## BEGIN

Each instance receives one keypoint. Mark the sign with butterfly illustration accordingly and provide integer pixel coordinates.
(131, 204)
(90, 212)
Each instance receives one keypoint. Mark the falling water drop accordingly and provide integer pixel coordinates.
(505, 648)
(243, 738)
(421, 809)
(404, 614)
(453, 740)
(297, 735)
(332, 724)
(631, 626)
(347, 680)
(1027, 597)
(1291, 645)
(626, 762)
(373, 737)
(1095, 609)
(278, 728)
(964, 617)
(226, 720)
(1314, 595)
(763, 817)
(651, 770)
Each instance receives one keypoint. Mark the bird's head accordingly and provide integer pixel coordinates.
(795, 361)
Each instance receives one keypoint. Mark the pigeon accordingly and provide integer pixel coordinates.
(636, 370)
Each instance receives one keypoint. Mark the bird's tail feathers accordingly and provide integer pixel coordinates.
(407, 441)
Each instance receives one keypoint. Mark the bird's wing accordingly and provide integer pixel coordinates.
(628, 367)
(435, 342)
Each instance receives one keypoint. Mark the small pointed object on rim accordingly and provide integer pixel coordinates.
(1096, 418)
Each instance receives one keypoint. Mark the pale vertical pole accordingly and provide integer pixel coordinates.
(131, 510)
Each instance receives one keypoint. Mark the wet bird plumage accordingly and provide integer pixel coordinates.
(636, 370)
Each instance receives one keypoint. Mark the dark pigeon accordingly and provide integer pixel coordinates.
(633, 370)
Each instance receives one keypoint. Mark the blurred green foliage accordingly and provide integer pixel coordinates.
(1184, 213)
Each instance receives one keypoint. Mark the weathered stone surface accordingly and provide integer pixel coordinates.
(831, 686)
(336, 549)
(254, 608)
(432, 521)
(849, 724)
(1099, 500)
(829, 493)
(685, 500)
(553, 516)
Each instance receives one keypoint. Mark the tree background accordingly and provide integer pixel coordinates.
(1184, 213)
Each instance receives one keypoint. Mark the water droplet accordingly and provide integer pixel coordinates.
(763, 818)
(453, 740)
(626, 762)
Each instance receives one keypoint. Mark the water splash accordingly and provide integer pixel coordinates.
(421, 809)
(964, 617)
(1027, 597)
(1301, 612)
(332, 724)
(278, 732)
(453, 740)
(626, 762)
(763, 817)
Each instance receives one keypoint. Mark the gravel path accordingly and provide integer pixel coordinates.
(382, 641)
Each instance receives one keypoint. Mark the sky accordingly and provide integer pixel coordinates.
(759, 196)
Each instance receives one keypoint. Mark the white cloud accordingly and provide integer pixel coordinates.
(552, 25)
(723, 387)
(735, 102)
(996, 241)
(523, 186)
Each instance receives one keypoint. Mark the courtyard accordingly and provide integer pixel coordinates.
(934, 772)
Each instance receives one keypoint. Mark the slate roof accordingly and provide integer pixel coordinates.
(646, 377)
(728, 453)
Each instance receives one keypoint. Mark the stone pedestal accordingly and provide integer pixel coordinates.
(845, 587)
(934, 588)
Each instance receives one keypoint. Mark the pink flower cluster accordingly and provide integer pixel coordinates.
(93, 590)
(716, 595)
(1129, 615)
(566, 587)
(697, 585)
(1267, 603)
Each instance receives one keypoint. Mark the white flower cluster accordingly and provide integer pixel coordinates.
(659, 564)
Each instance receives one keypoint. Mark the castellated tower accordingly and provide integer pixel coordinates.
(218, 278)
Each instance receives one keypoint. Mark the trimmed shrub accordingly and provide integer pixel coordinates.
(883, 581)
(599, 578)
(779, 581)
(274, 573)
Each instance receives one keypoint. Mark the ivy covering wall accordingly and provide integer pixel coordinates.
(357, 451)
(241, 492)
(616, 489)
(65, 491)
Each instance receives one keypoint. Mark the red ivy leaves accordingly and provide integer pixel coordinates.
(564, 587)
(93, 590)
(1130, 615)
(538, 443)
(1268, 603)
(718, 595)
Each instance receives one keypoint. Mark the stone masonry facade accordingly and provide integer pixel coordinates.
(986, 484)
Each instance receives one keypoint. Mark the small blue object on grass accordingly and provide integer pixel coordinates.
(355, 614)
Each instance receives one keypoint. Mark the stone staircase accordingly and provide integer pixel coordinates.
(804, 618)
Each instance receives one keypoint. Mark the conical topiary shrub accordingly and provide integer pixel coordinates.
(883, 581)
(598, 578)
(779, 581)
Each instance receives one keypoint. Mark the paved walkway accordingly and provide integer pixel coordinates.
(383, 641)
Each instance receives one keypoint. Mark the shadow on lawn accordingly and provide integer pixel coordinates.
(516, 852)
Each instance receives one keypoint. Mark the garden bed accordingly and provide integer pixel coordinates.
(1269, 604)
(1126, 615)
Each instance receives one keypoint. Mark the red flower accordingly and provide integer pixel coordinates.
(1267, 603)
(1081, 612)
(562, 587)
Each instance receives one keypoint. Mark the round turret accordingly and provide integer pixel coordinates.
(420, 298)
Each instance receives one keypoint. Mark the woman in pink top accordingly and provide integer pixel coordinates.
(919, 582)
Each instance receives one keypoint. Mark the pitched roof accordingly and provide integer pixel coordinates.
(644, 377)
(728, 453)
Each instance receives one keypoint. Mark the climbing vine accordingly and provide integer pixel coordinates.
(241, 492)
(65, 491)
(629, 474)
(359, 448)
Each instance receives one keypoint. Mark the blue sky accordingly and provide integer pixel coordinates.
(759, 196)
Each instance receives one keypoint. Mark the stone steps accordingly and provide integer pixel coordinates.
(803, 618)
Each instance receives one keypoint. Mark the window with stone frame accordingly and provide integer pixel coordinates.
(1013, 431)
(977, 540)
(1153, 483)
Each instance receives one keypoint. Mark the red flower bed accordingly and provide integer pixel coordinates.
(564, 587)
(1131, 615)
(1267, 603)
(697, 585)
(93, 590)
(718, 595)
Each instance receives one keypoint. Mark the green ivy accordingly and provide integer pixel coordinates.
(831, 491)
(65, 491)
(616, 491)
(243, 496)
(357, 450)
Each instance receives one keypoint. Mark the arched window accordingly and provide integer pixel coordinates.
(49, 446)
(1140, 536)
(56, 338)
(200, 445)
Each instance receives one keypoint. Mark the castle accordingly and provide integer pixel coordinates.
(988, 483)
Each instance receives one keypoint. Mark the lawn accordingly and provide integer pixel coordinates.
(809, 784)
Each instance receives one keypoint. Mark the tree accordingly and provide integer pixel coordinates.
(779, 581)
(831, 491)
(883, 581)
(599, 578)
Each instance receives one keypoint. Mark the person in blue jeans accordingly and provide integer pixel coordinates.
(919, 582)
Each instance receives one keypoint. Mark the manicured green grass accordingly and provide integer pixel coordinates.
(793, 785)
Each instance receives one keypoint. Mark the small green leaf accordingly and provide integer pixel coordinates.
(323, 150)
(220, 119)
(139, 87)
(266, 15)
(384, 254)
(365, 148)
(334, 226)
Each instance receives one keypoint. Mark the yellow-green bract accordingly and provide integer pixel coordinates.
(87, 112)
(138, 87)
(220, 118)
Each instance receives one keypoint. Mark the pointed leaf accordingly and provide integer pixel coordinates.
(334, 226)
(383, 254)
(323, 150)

## END

### Given task
Switch "keypoint" to "marker" in the stretch from the line containing "Each instance receives one keypoint. Mark the lawn" through the end of the listing, and return only those lines with everything else unchanged.

### Solution for this problem
Each instance receives one marker. Mark the lawn accordingly and provide integer pixel coordinates.
(809, 784)
Each instance receives one marker. Mark the tree accordingly and provide integer pixel coordinates.
(779, 581)
(831, 491)
(883, 581)
(599, 578)
Each instance receives one marker. Mark the person in blue jeans accordingly and provide integer pixel coordinates.
(919, 582)
Each instance receives one marker. Mark the manicured green grass accordingly and provide integer pixel coordinates.
(793, 785)
Each instance receives one marker. Mark the small green leaf accordingly and provide integer pixel coordinates.
(323, 150)
(220, 119)
(139, 87)
(266, 15)
(384, 254)
(365, 148)
(334, 226)
Each instance receives one marker. Mark the yellow-green bract accordingly and provide integer pixel coordinates.
(87, 112)
(138, 87)
(220, 118)
Each instance receives one marker. Mark the pointed leaf accordingly and provide integer pixel coordinates.
(334, 226)
(383, 254)
(323, 150)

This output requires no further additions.